> Excerpted passage:
Medicare rort claims ‘atrocious’: Chalmers
A Medicare expert estimates that waste and rorts cost the system up to $8 billion a year. Photo: AAP
Treasurer Jim Chalmers has labelled reports the Medicare system is being rorted by up to $8 billion a year as atrocious.
The comments come after a joint ABC and Nine newspapers investigation revealed some practitioners were ripping off the system and charging for services that were never delivered.
According to the report, some doctors have been billing dead people and falsifying patient medical records to lift their incomes. Others were making mistakes on claims.
Dr Chalmers said the government was investigating the allegations.
“If these numbers are true, it’s absolutely atrocious. Every dollar rorted, whether it’s from Medicare or the NDIS, is a dollar thieved from people who need and deserve good health care,” he said in Canberra on Monday.
“If you’re stealing from Medicare or the NDIS, you’re a grub. It means that money that’s not exactly thick on the ground in the budget is not going to people who need it.”
Dr Chalmers wants a crackdown on people who rort the Medicare system, describing the report as very troubling.

> Required actions:
1 > In the Medicare article, rewrite the paragraph beginning "According to the report, some doctors" more briefly, keeping its main facts.
2 > Please return the Medicare article's wording from "Medicare rort claims" to "year as atrocious." unchanged.

> Supplied records:

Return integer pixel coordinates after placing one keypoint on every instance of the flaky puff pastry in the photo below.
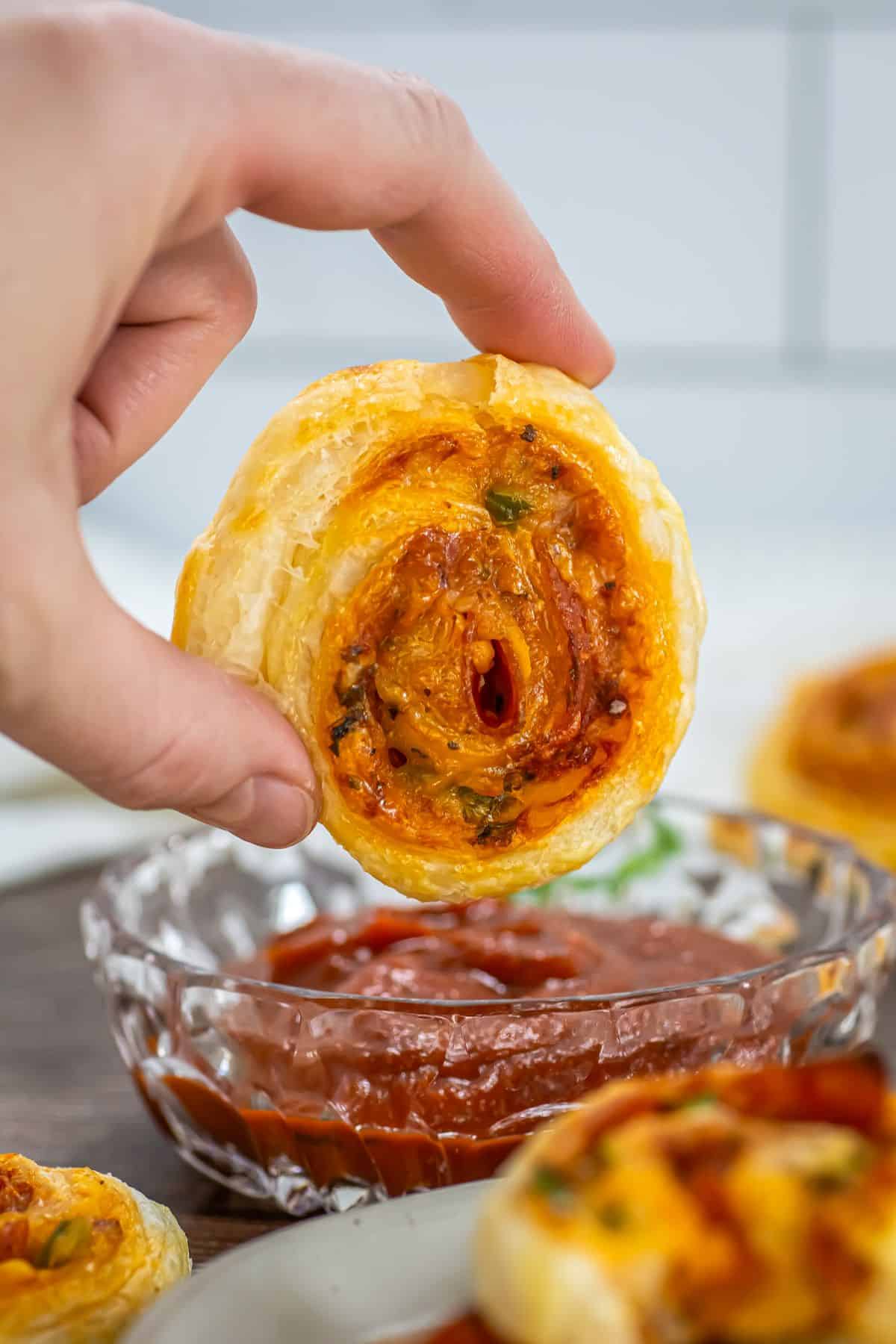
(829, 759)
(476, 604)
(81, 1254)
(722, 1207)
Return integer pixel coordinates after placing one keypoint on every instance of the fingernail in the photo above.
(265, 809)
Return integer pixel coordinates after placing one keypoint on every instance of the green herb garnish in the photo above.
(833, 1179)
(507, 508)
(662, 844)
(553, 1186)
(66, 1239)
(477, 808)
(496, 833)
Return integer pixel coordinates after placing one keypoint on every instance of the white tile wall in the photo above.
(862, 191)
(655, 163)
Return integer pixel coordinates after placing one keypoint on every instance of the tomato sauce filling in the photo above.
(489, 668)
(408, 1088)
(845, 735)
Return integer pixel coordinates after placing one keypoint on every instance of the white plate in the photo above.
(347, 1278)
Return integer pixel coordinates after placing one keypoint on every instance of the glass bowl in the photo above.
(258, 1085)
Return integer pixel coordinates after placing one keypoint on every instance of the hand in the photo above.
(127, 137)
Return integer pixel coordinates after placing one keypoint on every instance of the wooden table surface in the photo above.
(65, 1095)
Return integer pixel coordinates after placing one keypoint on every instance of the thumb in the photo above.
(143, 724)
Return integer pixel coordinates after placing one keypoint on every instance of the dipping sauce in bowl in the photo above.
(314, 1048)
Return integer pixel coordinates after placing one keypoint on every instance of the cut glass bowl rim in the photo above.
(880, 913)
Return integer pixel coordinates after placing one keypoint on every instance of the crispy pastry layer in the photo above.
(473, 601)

==

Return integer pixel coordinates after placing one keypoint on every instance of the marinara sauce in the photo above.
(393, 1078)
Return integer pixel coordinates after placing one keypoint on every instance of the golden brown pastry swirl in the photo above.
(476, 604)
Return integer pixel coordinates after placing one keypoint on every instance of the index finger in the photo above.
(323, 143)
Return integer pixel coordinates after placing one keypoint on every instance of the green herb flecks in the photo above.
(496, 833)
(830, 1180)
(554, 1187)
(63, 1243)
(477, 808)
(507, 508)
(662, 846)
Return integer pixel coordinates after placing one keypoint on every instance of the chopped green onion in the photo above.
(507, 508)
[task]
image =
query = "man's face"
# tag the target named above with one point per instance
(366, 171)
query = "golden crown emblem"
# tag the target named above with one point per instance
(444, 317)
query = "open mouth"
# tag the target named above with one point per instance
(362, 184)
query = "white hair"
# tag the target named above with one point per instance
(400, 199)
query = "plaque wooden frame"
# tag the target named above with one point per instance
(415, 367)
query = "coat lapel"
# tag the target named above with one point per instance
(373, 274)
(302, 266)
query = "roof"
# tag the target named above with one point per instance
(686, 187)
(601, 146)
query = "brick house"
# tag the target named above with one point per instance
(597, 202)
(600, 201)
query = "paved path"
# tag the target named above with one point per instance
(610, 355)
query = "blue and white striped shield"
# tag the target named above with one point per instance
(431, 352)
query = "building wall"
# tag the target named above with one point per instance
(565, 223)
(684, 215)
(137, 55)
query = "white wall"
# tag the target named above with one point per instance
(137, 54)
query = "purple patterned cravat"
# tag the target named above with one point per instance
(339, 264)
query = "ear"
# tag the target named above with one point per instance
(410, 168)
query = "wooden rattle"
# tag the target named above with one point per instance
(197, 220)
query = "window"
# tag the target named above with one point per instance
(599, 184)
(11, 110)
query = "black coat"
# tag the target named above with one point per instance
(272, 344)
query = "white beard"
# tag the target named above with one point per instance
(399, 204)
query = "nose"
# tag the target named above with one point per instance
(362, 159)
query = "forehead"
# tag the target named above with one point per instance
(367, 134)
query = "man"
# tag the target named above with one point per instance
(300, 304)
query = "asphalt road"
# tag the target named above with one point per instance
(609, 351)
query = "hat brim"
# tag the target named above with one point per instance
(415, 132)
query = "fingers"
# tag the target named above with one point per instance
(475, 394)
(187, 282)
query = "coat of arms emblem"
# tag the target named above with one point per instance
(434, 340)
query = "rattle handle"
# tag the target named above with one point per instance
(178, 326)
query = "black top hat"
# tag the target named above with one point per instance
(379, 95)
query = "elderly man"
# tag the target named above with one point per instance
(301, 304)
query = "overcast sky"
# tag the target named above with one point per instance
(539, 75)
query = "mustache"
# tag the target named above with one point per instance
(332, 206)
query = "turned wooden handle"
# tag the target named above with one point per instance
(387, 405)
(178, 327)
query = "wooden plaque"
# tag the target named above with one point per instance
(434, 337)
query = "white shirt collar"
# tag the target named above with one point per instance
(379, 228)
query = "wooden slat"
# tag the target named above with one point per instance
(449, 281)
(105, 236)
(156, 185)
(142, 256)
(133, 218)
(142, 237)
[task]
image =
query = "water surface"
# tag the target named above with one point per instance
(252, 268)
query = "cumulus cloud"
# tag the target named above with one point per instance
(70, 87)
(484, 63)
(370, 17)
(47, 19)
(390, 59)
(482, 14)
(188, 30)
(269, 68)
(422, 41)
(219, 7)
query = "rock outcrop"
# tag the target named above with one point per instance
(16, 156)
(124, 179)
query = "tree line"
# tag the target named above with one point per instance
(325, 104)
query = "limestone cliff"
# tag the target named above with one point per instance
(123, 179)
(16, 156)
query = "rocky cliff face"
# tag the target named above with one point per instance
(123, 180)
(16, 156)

> Responses by item number:
1 > The report says some doctors billed dead people and falsified patient records to raise their incomes, while others made errors on claims.

2 >
Medicare rort claims ‘atrocious’: Chalmers
A Medicare expert estimates that waste and rorts cost the system up to $8 billion a year. Photo: AAP
Treasurer Jim Chalmers has labelled reports the Medicare system is being rorted by up to $8 billion a year as atrocious.